━━━ Texte à lire
L’Ombre : En viendriez-vous à nous faire l’apologie de la hiérarchie et de la discrimination ?
Le Voyageur : Il faut oser de temps à autre quelques mots bafoués ou maudits. Certains mots ont, comme on dirait, mauvaise presse. Il suffit de les avancer pour susciter la réprobation générale. Le politiquement correct en viendra prochainement à revoir le dictionnaire, pour le conformer à la réalité fictive démocratiquement instaurée par l’Opinion. Nos censeurs, nos inquisiteurs, faute de pouvoir s’exercer sur la matière humaine, ne détestent pas quelques rafles dans notre vocabulaire. Ces rafles s’ajoutent au déjà sensible appauvrissement. Le mot « hiérarchie » à déjà été guillotiné et le mot discrimination fusillé, jusqu’à ce qu’on l’empaille, le naturalise pour le resservir en « discrimination positive ». Il n’en demeure pas moins que toute pensée ne fait rien d’autre que hiérarchiser et discriminer. Quel que soit le sujet dont elle s’empare la pensée hiérarchise, elle choisit, elle définit. Penser, c’est penser que tout n’est pas égal. Les joutes verbales de Pascal, dont témoignent Les Provinciales ne sont pas, toute polémiques qu’elles fussent, équivalentes d’une baston à coups de battes. La différence est définie par la civilisation dont la vocation est de préférer la prose de Pascal au pitt-bull. La civilisation est un choix ; à nous de l’aimer ou de la haïr, de la vouloir perpétuer ou abolir. Ces pédagogues, ennemis de toute discrimination et de toute hiérarchie, qui se lamentent sur la « violence » faites aux élèves par la culture humaniste, violence abominable, il est vrai, allant, vous imaginez, jusqu’à faire apprendre par cœur une déclinaison latine ou un poème de Ronsard, voire quelques dates de l’Histoire de France, ces pédagogues, mal nommés, qui demandent à ce que l’on respecte les cultures, fussent-elles la duplication pure et simple de la niaiserie publicitaire, ces pédagogues si gentils, si conviviaux, le masque ôté, apparaissent pour ce qu’ils sont : les ennemis de la civilisation et les garde-chiourmes de la société.
━━━━━━
Consigne 1 | D'après le dialogue sur la hiérarchie et la discrimination, les affirmations (a), (b) et (c) sont-elles exactes ? Répondez par oui ou non à chacune et citez à l'identique les mots du dialogue qui tranchent. (a) Selon le Voyageur, toute pensée hiérarchise et discrimine. (b) Pour le Voyageur, la civilisation est un choix. (c) Le Voyageur cite un poème de Baudelaire parmi ce qu'on fait apprendre par cœur.
Consigne 2 | Dans le dialogue sur la hiérarchie et la discrimination, sous quelle forme le mot « discrimination » est-il resservi selon le Voyageur ?
Consigne 3 | Écrivez la suite du dialogue sur la hiérarchie et la discrimination, à partir de la dernière réplique du Voyageur.
━━━ Données fournies
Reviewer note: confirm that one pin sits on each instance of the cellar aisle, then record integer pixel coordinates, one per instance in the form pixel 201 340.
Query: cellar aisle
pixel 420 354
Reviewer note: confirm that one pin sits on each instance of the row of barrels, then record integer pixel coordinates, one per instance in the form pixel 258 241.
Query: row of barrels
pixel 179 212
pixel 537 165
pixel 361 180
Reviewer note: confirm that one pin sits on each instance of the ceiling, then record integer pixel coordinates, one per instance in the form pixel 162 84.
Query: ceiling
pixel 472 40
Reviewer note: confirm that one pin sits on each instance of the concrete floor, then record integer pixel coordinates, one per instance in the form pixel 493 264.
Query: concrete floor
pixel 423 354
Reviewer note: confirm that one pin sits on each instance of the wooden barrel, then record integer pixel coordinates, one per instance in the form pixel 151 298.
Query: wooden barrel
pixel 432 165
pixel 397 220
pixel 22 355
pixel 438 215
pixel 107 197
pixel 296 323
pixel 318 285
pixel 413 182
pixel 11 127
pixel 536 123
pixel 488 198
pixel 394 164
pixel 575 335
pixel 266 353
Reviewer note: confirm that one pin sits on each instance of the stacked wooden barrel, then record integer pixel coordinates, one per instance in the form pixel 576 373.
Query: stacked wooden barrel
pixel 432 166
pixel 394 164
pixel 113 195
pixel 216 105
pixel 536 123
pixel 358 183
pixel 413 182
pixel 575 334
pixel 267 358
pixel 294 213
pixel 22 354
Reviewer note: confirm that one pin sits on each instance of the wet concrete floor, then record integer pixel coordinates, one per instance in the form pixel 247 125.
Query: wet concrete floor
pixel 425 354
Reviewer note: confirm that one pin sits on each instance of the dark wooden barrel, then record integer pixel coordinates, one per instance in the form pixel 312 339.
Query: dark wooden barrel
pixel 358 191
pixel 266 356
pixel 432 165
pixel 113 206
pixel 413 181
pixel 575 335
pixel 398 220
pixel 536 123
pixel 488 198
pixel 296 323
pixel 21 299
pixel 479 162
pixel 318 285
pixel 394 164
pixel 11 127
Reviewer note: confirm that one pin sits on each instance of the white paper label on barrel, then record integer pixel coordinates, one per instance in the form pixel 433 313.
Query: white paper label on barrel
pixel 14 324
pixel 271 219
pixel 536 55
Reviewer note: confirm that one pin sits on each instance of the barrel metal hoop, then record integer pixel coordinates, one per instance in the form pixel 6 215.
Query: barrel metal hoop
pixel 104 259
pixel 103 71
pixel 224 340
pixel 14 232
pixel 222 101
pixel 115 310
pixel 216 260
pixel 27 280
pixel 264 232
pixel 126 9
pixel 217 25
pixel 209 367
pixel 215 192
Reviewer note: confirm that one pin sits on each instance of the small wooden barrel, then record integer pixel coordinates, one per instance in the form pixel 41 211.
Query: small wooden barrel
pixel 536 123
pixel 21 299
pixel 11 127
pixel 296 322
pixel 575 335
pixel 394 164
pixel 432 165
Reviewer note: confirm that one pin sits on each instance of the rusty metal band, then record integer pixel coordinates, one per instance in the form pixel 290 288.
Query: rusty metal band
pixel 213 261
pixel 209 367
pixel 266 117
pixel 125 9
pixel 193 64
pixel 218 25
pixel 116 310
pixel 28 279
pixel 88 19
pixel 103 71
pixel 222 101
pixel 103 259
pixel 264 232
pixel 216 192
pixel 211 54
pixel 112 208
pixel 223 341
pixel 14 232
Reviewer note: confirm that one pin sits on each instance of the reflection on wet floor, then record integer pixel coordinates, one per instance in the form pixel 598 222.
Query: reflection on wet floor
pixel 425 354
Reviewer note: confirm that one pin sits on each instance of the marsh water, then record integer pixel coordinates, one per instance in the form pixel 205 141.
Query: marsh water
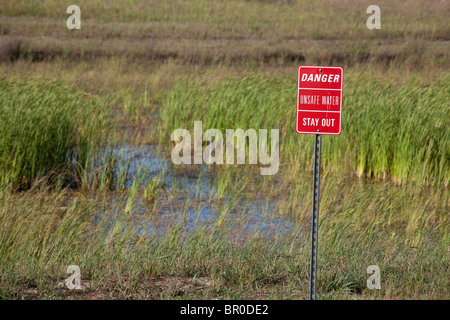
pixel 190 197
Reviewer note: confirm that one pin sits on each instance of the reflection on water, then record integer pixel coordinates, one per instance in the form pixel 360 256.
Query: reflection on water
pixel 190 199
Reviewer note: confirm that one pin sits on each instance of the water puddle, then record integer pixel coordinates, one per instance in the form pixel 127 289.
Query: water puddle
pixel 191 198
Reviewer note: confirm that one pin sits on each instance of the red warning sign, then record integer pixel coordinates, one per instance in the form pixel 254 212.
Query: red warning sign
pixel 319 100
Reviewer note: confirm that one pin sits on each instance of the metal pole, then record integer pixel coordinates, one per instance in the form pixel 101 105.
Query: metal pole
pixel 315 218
━━━━━━
━━━ Données fournies
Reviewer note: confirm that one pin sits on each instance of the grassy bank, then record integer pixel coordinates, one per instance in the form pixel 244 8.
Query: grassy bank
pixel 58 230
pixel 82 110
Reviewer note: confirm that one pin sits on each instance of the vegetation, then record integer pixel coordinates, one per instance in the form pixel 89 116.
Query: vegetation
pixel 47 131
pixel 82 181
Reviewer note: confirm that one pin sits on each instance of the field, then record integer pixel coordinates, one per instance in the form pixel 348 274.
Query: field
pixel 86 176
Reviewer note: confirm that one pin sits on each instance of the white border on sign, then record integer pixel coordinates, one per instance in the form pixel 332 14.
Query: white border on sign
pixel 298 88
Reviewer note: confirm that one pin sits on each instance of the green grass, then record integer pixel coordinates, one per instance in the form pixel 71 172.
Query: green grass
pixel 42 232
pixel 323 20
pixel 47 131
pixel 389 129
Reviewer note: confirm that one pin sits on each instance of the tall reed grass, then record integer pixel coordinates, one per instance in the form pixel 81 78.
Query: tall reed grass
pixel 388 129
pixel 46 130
━━━━━━
Résultat final 1 |
(a) Oui : « toute pensée ne fait rien d’autre que hiérarchiser et discriminer ».
(b) Oui : « La civilisation est un choix ».
(c) Non : « jusqu’à faire apprendre par cœur une déclinaison latine ou un poème de Ronsard ».

Résultat final 2 | Sous la forme « discrimination positive ».

Résultat final 3 |
Là où toute civilisation traditionnelle allait vers l’accroissement de la maîtrise des formes, l’affinement du langage en tant qu’instrument de perception du réel, le Moderne, ennemi de la hiérarchie et de la discrimination, va exactement en sens inverse, vers le babil, l’infantilisation, le servage, la barbarie, il dévale la pente, gravie durant quelques millénaires, il dilapide l’effort d’innombrables générations à rendre possible cette pure merveille : un homme libre. Mais qui désormais veut être libre ? Personne. Chacun tient à son Opinion, autour de laquelle il tourne comme un âne attaché à son piquet. Chaque mot qui disparaît de l’usage de la langue française est une possibilité d’être libre assassinée, un pan du réel évanoui, un sens arraché, une nuance écrasée. Nous sommes condamnés à vivre de plus en plus dans le vacarme, les couleurs criardes, les lignes simples. Adieu la lumière qui mousse, comme disait Rimbaud et l’ombre bleue des amandiers qu’évoquait André Suarès. On nous parle de respect, mais il n’en est plus, sinon dans la peur. Le propre d’une civilisation est de se déployer et de mourir. Le propre d’une société est de proliférer indéfiniment, d’ignorer l’horizon tragique de sa propre disparition comme la beauté d’aube de sa naissance. La société est superstitieuse : voyez comme elle évite ou proscrit l’usage de certains mots ; rien d’étonnant, puisque la société est une superstition, elle est cette superstructure qui survit à la disparition de la civilisation. La civilisation est morte, subsiste la société, mais cette subsistance n’est pas une vie, pas même une survie : une superstition, une fiction macabre.
L’Ombre : Pire que mélancolique, je vous vois désespéré, mais sans doute est-ce cette nuit rouge, cette atmosphère à la fois viciée et fiévreuse, qui vous envahit. Vous retrouverez, au matin, avec les premiers croissants près de la gare, votre belle humeur !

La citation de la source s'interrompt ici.